**BRIEF:**
Please print all the lines below exactly as they are written.

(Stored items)
_____
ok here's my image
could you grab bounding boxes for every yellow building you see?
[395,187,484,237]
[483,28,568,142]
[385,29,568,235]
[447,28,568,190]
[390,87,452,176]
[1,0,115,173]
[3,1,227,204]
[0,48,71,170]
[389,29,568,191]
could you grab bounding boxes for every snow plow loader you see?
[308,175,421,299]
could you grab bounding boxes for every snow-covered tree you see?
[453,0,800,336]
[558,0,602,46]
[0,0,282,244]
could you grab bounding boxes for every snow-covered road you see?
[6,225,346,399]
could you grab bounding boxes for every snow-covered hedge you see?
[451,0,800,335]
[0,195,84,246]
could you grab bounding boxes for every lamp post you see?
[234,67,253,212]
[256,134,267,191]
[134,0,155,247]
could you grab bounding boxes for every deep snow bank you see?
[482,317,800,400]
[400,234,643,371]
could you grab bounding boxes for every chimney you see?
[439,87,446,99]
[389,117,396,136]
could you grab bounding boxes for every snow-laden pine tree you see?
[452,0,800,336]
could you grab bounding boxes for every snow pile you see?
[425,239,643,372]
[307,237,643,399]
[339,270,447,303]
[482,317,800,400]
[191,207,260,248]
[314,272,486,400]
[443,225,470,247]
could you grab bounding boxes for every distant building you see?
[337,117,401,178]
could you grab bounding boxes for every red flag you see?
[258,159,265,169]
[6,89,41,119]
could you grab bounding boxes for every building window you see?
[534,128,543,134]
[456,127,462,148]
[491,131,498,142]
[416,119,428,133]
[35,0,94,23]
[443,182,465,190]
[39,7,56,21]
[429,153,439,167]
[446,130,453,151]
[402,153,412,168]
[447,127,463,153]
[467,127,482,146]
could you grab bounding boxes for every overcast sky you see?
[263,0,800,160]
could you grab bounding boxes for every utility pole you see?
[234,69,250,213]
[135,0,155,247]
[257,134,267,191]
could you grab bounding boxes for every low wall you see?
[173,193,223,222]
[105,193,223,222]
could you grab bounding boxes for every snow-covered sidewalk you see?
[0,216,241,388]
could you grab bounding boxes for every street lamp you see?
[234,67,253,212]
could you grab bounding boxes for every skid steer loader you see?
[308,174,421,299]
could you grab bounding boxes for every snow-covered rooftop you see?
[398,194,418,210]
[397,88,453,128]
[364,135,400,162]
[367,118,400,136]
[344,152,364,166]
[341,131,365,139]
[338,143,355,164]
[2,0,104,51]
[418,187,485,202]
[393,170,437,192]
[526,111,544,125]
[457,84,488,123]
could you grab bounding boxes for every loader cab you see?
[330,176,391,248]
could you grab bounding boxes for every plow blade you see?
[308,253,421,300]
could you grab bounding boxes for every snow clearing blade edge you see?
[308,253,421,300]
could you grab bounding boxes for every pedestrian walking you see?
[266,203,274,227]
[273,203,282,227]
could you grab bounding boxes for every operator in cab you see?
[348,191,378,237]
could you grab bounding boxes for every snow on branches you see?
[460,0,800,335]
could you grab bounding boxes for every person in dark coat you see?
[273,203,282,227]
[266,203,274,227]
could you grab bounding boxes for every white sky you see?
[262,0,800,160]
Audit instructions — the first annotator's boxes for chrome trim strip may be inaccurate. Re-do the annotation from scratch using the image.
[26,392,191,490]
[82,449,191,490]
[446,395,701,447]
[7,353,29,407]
_____
**WRITTEN ANSWER:**
ok here's my image
could you grab bounding boxes for every yellow building you see?
[395,187,484,237]
[483,28,568,142]
[385,29,568,235]
[447,28,568,190]
[390,87,452,176]
[1,0,115,173]
[3,1,227,204]
[0,48,71,170]
[389,29,568,191]
could you grab bounding boxes for every snow plow loader you see?
[308,175,421,299]
could you grab bounding boxes for every snow-covered tree you see?
[453,0,800,336]
[558,0,602,46]
[0,0,282,244]
could you grab bounding boxes for every snow-covered road you see?
[6,225,346,399]
could you grab bounding boxes for every snow-covered hedge you see?
[451,0,800,335]
[0,195,84,246]
could you grab bounding boxes for every lamp post you see?
[234,67,253,212]
[256,134,267,191]
[134,0,155,247]
could you grab bounding boxes for every deep snow bank you see?
[482,317,800,400]
[400,234,643,371]
could you grab bounding boxes for every chimney you see?
[439,87,446,99]
[389,117,396,136]
could you grab bounding boxes for every snow-laden pine tree you see?
[452,0,800,336]
could you grab bounding boxes for every snow pile you see?
[425,239,643,372]
[307,237,643,399]
[339,270,447,303]
[482,317,800,400]
[191,207,260,248]
[314,272,486,400]
[443,225,470,247]
could you grab bounding boxes for every distant building you see?
[337,117,401,178]
could you grab bounding boxes for every red flag you see?
[258,159,265,169]
[6,89,41,119]
could you grab bounding boxes for every building window you see?
[534,128,543,134]
[456,127,462,148]
[491,131,498,142]
[416,119,428,133]
[35,0,94,23]
[443,182,465,190]
[39,7,56,21]
[429,153,439,167]
[446,130,453,151]
[402,153,412,168]
[447,127,463,153]
[467,127,482,146]
could you grab bounding boxes for every overcast sky you see?
[263,0,800,160]
could you grab bounding boxes for every utility pole you see?
[234,69,250,213]
[135,0,155,247]
[257,134,267,191]
could you grab bounding boxes for every low wall you see?
[173,193,223,222]
[105,193,223,222]
could you grab bounding boxes for every snow-covered sidewalk you see?
[0,216,241,388]
could you grab bounding boxes for every street lamp you see?
[234,67,253,212]
could you grab bounding boxes for every skid steer loader you see?
[308,174,421,299]
could you grab bounding boxes for every snow-covered rooftop you see?
[398,194,418,210]
[397,88,453,128]
[364,135,400,162]
[367,118,400,136]
[344,152,364,166]
[341,131,365,139]
[338,143,355,164]
[2,0,104,51]
[418,187,485,202]
[393,170,437,192]
[526,111,544,125]
[457,84,488,123]
could you grab bounding boxes for every loader cab you see?
[330,176,391,248]
could you grab bounding boxes for every plow blade you see?
[308,253,421,300]
could you grab bounding boxes for every snow clearing blade edge you see?
[308,253,421,300]
could you grab bounding boxes for every pedestrian walking you see?
[266,203,274,227]
[273,203,282,227]
could you grab bounding boxes for every operator in cab you see?
[348,191,378,237]
could you grab bounding boxes for every snow on branches you see?
[460,0,800,335]
could you grab bounding boxes for every person in dark coat you see?
[273,203,282,227]
[266,203,274,227]
could you grab bounding boxes for every white sky you see?
[262,0,800,160]
Audit instructions — the first annotator's boxes for chrome trim strip may be inaccurate. Re-do the annotation from scratch using the image.
[26,392,191,490]
[82,449,191,490]
[446,395,701,447]
[7,353,29,407]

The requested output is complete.